Given problem
Repeat exactly, and only, the lines from the one containing "Target: roof vent" through the end of the records.

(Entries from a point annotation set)
----
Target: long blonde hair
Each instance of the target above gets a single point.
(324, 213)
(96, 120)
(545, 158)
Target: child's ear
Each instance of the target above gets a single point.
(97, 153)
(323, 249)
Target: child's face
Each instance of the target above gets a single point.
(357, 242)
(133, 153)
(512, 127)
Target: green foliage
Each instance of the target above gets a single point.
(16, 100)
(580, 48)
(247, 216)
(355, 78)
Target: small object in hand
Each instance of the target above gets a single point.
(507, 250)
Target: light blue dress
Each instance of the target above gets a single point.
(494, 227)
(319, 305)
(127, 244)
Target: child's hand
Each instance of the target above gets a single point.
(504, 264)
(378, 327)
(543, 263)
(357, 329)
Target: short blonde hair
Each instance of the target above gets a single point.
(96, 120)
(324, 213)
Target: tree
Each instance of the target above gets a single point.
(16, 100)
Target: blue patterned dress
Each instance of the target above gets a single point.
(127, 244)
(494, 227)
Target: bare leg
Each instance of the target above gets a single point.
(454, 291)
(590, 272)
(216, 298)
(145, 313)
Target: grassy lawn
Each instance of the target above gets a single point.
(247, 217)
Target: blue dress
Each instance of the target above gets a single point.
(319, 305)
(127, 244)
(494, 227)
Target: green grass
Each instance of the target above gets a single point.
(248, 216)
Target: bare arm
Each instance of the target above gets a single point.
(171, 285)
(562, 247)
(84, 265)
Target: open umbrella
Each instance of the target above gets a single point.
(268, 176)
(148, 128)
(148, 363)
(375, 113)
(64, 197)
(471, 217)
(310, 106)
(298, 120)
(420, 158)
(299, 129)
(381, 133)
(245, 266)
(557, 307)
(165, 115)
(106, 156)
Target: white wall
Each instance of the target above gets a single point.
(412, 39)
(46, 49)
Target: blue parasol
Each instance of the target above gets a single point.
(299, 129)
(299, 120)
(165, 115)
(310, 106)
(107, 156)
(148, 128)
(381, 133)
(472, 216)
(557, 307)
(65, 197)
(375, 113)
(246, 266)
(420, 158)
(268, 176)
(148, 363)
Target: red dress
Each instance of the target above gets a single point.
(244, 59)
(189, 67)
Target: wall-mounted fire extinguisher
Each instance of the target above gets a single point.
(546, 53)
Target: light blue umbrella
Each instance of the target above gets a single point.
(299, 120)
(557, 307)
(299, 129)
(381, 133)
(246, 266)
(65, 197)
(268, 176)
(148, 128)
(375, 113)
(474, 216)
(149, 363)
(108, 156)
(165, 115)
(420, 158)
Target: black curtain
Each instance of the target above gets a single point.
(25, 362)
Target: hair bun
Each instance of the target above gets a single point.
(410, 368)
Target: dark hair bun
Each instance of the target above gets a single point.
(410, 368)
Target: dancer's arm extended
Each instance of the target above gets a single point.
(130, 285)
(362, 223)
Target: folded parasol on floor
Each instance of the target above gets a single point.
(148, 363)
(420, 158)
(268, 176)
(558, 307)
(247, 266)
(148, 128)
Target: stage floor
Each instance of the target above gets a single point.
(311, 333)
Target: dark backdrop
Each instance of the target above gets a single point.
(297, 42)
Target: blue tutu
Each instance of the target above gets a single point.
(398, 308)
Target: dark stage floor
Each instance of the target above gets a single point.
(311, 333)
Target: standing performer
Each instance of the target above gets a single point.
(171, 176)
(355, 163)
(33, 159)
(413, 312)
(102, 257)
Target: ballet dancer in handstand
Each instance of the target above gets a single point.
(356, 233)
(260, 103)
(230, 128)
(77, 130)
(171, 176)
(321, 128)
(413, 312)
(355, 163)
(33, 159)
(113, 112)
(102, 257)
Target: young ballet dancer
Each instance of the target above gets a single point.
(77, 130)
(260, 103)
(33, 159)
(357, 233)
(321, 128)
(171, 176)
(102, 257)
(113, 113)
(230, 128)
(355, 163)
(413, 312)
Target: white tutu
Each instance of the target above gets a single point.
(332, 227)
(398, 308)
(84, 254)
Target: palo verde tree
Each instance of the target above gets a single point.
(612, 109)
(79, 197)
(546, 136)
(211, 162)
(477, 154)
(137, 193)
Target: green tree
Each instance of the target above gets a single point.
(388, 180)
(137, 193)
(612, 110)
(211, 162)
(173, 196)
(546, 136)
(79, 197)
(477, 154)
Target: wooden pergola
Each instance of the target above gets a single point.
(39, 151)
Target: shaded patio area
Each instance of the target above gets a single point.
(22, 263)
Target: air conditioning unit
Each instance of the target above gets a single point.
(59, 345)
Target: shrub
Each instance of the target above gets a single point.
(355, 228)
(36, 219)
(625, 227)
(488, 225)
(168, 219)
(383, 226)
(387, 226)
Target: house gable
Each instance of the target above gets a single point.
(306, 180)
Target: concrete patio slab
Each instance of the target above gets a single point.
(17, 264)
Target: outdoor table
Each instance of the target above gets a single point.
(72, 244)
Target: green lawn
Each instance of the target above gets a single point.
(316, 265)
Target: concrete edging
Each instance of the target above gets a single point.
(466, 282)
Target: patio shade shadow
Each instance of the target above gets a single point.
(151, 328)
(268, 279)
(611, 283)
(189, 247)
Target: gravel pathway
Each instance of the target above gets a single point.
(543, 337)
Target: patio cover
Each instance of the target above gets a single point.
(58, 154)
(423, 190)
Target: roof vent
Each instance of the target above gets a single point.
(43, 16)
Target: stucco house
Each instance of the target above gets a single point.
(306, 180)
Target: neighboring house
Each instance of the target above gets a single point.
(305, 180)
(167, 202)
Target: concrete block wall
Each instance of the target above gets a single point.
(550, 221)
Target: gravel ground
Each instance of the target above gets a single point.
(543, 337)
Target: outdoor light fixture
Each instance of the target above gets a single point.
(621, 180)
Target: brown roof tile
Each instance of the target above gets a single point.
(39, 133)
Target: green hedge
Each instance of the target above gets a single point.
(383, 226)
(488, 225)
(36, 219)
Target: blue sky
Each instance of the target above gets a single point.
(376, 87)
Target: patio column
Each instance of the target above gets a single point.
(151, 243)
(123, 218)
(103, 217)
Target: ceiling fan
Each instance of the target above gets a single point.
----
Completed exercise
Target: roof vent
Each instance of the target above gets a single point.
(43, 16)
Target: stucco house
Each instance of the target above gets a single point.
(306, 180)
Target: neighboring house
Each instance of the target above gets a single point.
(305, 180)
(167, 202)
Target: concrete block wall
Each instance of the target above gets a single point.
(550, 221)
Target: gravel ground
Each instance of the target above gets a single point.
(543, 337)
Target: outdoor light fixture
Each instance of the target above gets a single point.
(621, 180)
Target: brown roof tile
Each instance of the target above gets a single point.
(39, 133)
Target: green hedge
Each instance of the target above gets a single point.
(383, 226)
(488, 225)
(36, 219)
Target: blue sky
Each instance of the target above gets a single point.
(376, 87)
Target: patio column
Each instance of the target above gets a single point.
(151, 243)
(123, 218)
(103, 217)
Target: ceiling fan
Each instance of the target above gets a single point.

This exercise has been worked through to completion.